Try it – Every record below should be repeated word for word, with the pictures left out.

Input data –

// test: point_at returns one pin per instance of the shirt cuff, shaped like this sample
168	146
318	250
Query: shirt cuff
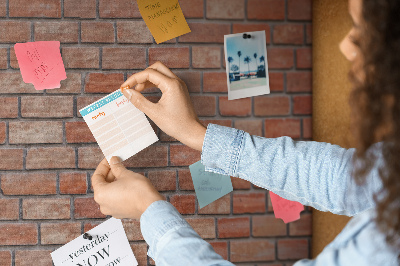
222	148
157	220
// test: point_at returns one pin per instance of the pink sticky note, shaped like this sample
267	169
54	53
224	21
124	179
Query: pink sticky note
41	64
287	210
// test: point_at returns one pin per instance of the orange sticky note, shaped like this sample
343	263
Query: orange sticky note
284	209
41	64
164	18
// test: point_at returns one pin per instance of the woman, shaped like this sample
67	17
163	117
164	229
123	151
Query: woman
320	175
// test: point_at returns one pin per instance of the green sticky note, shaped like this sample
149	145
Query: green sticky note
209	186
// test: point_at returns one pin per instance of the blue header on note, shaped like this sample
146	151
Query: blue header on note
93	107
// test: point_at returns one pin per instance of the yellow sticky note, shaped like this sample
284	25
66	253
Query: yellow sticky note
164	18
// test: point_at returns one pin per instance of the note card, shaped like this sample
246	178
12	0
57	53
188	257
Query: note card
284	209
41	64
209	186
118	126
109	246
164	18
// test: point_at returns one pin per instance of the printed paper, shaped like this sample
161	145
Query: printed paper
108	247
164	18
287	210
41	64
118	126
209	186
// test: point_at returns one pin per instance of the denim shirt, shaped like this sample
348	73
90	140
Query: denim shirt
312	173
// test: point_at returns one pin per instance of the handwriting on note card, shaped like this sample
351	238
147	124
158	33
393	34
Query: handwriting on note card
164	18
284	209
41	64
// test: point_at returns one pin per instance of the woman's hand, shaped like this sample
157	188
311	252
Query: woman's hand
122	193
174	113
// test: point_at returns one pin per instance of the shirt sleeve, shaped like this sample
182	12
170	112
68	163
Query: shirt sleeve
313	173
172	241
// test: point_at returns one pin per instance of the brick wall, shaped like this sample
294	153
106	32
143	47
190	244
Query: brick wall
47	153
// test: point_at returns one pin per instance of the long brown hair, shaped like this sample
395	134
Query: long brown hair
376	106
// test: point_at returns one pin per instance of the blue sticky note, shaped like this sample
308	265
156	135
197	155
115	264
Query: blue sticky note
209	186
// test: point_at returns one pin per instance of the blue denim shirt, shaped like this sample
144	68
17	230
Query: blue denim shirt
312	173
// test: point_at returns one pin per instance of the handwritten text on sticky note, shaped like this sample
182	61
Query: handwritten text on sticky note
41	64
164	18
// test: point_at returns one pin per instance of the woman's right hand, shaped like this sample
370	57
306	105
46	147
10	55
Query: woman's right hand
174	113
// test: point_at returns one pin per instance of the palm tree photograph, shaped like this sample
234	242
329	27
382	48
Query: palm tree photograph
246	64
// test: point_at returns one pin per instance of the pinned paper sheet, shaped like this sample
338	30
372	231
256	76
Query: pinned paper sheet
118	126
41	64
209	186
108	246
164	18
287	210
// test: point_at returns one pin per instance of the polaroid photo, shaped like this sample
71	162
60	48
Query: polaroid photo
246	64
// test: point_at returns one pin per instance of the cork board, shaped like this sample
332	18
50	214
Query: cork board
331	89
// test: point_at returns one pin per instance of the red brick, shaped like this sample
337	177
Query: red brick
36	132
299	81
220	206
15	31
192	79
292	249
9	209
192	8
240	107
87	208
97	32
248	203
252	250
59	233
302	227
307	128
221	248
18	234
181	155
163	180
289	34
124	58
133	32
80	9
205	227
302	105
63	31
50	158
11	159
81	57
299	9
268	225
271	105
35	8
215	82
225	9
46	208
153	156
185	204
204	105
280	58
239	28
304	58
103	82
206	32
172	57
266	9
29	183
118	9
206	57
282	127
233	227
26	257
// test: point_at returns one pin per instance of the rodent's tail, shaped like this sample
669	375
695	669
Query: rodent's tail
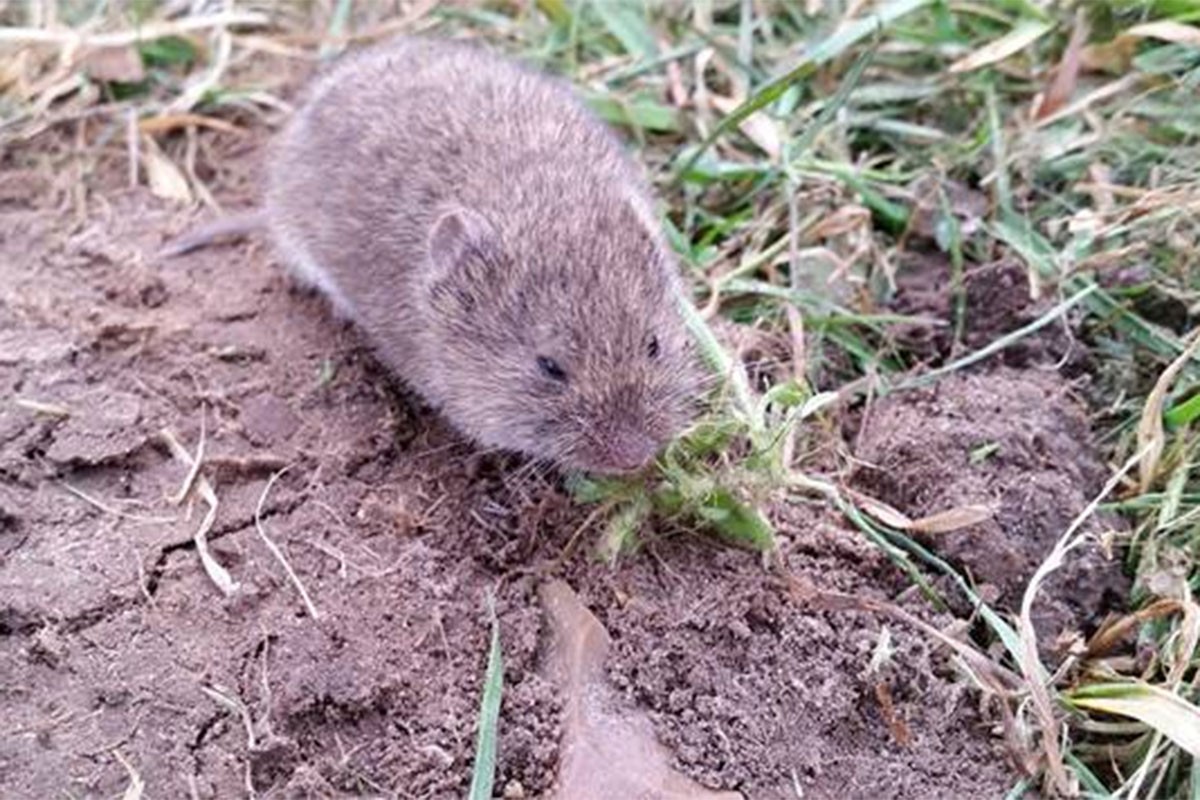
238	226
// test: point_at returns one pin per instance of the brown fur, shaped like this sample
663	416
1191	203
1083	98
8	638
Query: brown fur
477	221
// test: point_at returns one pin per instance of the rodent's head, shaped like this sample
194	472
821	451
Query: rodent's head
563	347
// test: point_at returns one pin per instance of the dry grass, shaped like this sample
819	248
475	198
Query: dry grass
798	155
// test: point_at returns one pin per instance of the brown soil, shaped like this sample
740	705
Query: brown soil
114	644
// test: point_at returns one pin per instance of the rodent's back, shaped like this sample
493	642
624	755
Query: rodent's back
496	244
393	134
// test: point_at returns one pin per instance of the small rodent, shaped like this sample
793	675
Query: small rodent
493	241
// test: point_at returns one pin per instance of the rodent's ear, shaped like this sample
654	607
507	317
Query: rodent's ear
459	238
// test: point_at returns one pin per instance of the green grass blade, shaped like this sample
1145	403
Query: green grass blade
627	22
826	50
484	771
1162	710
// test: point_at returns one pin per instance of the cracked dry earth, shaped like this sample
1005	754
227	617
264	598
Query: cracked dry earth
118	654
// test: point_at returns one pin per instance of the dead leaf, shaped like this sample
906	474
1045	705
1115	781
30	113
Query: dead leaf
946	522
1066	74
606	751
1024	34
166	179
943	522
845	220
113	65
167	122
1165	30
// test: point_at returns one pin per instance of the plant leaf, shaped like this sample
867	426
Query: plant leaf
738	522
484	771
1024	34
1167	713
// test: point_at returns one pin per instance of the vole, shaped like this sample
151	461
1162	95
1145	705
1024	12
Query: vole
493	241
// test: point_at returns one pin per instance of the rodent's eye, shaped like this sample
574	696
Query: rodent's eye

The answer –
// test: point_at returns one pin per instance of the shirt cuff, shaped like this sample
168	146
318	250
Query: shirt cuff
222	148
157	220
// test: point_at returns one pin per instance of the pink sticky note, shaped like this sample
267	169
54	53
224	21
124	179
Query: pink sticky note
41	64
287	210
// test: point_at returns one pin per instance of the orange sticky note, shaped like this sample
343	263
Query: orange sticky note
284	209
41	64
164	18
// test: point_at returns one pin per instance of the woman, shaped like this sample
67	17
163	117
164	229
123	151
Query: woman
320	175
// test: point_at returns one pin per instance of the green sticky note, shaped like this sample
149	145
Query: green sticky note
209	186
// test: point_at returns one pin per instance of the blue header on note, shaped like this sample
146	151
Query: blue header on note
93	107
// test: point_at returns one pin per instance of the yellow sticky note, shaped like this sample
284	25
66	253
Query: yellow sticky note
164	18
// test: point_at returns one pin per instance of the note card, shaped like this sample
246	178
12	0
57	53
188	257
Query: note card
284	209
41	64
209	186
118	126
109	246
164	18
// test: point_at returns one pin per instance of the printed paper, shaped like this sample
161	145
Query: printed paper
108	247
164	18
287	210
41	64
118	126
209	186
// test: point_at returns one pin per instance of the denim shirt, shaped like this sample
348	73
90	140
Query: denim shirt
312	173
// test: point_at returns one pin per instance of the handwriting on note card, shaped like this sample
351	238
147	124
158	33
393	34
Query: handwriting on note card
164	18
284	209
41	64
// test: point_at returns one pin per instance of the woman's hand, shaped like this sample
157	188
311	252
Query: woman's hand
122	193
174	113
// test: point_at returns one pin per instance of the shirt sleeve, shaped like this sample
182	12
170	112
68	163
Query: shirt sleeve
313	173
172	241
// test: point_at returns one pin per instance of the brick wall, shaped like this sample
294	153
106	32
143	47
190	244
Query: brick wall
47	153
// test: point_at returns one pin per instance of the long brown hair, shaped like this sample
395	134
Query: long brown hair
376	106
// test: point_at returns one pin per instance of the blue sticky note, shaped like this sample
308	265
156	135
197	155
115	264
Query: blue sticky note
209	186
// test: point_at returns one pin per instance of the blue denim shirt, shaped like this sample
144	68
17	230
Query: blue denim shirt
312	173
// test: point_at returns one pin per instance of the handwritten text on sticky note, shaped like this sample
182	61
Query: handwritten text on sticky note
41	64
164	18
// test: point_at returns one pin per instance of the woman's right hand, shaped like this sample
370	57
306	105
46	147
10	55
Query: woman's right hand
174	113
// test: point_at returns one pin per instance of the palm tree photograph, shaped like this sample
234	242
329	27
382	48
Query: palm tree photograph
246	64
// test: point_at returns one pin per instance of the pinned paper sheet, shaped like this sample
338	30
372	231
256	76
Query: pinned paper sheet
118	126
41	64
209	186
108	246
164	18
287	210
// test: point_at returns one pin per instance of the polaroid photo, shaped like this sample
71	162
60	48
Query: polaroid photo
246	64
// test: point_at returns one pin per instance of the cork board, shaped like this sample
332	18
50	214
Query: cork board
331	89
// test: point_at returns one pin per instance of the red brick, shaped like this sample
337	177
Query: red brick
36	132
299	81
220	206
15	31
192	79
292	249
9	209
192	8
240	107
87	208
97	32
248	203
252	250
59	233
302	227
307	128
221	248
18	234
181	155
163	180
289	34
124	58
133	32
80	9
205	227
302	105
63	31
50	158
11	159
81	57
299	9
268	225
271	105
35	8
215	82
225	9
46	208
153	156
185	204
204	105
280	58
239	28
304	58
103	82
206	32
172	57
266	9
29	183
118	9
206	57
282	127
233	227
26	257
// test: point_at returns one pin per instance of the rodent's tail, shaped like this sample
669	375
695	669
Query: rodent's tail
238	226
// test: point_at returns one pin per instance of the brown fur, shaped like this sample
663	416
1191	203
1083	98
8	638
Query: brown fur
477	221
// test: point_at returns one pin per instance of the rodent's head, shaped like this sample
194	472
821	451
Query: rodent's head
563	347
// test: point_at returns one pin per instance of the dry grass, shaped like this sample
819	248
475	198
Query: dry grass
798	155
// test: point_at returns one pin per instance of the brown soil, shaped like this sample
740	705
Query: brown soil
114	644
// test: point_at returns one pin per instance of the rodent's back, shaped like this sample
493	642
624	755
Query: rodent's back
496	244
393	134
// test: point_at returns one pin per instance of the small rodent, shaped like this sample
793	675
Query: small rodent
493	241
// test: point_at returns one pin per instance of the rodent's ear, shaped like this sample
654	607
507	317
Query: rodent's ear
459	238
// test: point_at returns one pin per instance of the green grass blade, shaped like this sample
1145	403
Query: green grass blade
627	22
826	50
484	771
1162	710
// test: point_at returns one pin per instance of the cracked dry earth, shaped like this sample
1005	754
227	617
264	598
Query: cracked dry earth
118	654
// test: point_at returns one pin per instance of the dead leaf, shaped like this sample
906	474
1045	705
1115	781
30	113
Query: dead leaf
946	522
1066	74
606	751
1024	34
166	179
943	522
845	220
113	65
167	122
1165	30
// test: point_at returns one pin per instance of the plant leaf, shaped like this sample
867	426
Query: plant leaf
738	522
484	771
1024	34
1167	713
// test: point_at returns one pin per instance of the vole, shaped like this sample
151	461
1162	95
1145	705
1024	12
Query: vole
493	241
// test: point_at returns one pin per instance of the rodent's eye, shaped like this sample
574	696
Query: rodent's eye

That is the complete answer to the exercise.